Data listing:
···

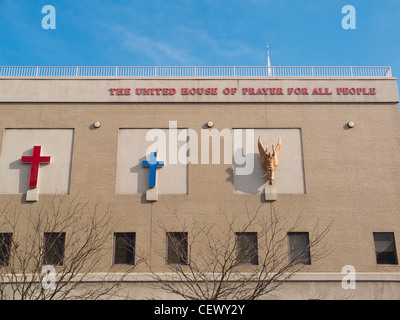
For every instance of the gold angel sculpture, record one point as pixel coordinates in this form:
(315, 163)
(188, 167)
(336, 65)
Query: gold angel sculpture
(269, 160)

···

**Aim of the task:**
Rewrite all the records with every "sculpture" changed to "statue" and nothing else altered. Omit the pictures from your output.

**Correct response:**
For every instance of the gold angel statue, record one point as pixel coordinates in this form:
(315, 163)
(188, 167)
(336, 65)
Query: gold angel statue
(269, 160)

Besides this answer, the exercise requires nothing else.